In the passage about Collagesity below, write out everything from "Please don’t destroy" down to "just start over.", switching "virtual town" to "online town".

**Selected extract**
* * * * *
Please don’t destroy Collagesity. It has taken me a considerable amount of time and effort (and a *little* bit of money!) to get to this point in my virtual town creation. I am still able to exhibit all of my collages in various galleries within the town, even though I’ve produced over 150 more in the last 3 years to add to the 100 in the Art 10×10. There’s more a one to one match between series and gallery structure, almost right off the bat, with Fal Mouth Moon and its 61 piece Falmouth series being a prime example. I anticipate more collages to come in the next year, two, three. I need this town for future exhibits. I cannot just start over.

Pietmond, my first virtual village, came during a period in Second Life when object return times on abandoned land could still be set to zero. That meant I could abandon land and retain the objects I had created on it. Through this, I was able to line Pietmond in the Otaki Gorge sinkhole with protective parcels containing structures and vegetation — really, a small forest surrounded the bottom of the sink and the town. I could also move objects onto this land after abandonment except for linden vegetation. It was a unique situation. It has been a struggle to re-create towns that I am pleased about *without* resorting to a jump up in Linden tier since then. Sometime in the first part of 2013 I believe, the rules for abandoned land were changed. Objects left behind were now automatically returned to the owner after a certain period of time expired, usually a week at most. This means that you have to own land in order to retain objects on it. You can still place objects on abandoned land but they could not be part of the parcel prims. They had to be prims assigned to your own land, slyly placed in an adjacent property. There are still a certain amount of objects now in Collagesity that actually lie on abandoned land, but they count against my prim allotments.
* * * * *
**Data records**
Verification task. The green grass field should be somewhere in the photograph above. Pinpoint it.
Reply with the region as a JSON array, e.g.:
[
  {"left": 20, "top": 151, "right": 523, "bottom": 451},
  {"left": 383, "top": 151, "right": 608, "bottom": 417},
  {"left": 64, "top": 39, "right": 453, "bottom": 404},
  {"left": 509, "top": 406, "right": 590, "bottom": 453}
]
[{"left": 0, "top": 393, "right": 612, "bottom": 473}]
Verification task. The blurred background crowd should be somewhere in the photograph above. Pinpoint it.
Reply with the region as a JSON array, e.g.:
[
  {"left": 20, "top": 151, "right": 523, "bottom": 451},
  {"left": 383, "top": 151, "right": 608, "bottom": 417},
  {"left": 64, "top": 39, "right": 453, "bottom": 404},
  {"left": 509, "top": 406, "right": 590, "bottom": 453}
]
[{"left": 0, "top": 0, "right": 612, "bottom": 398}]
* * * * *
**Correct answer**
Please don’t destroy Collagesity. It has taken me a considerable amount of time and effort (and a *little* bit of money!) to get to this point in my online town creation. I am still able to exhibit all of my collages in various galleries within the town, even though I’ve produced over 150 more in the last 3 years to add to the 100 in the Art 10×10. There’s more a one to one match between series and gallery structure, almost right off the bat, with Fal Mouth Moon and its 61 piece Falmouth series being a prime example. I anticipate more collages to come in the next year, two, three. I need this town for future exhibits. I cannot just start over.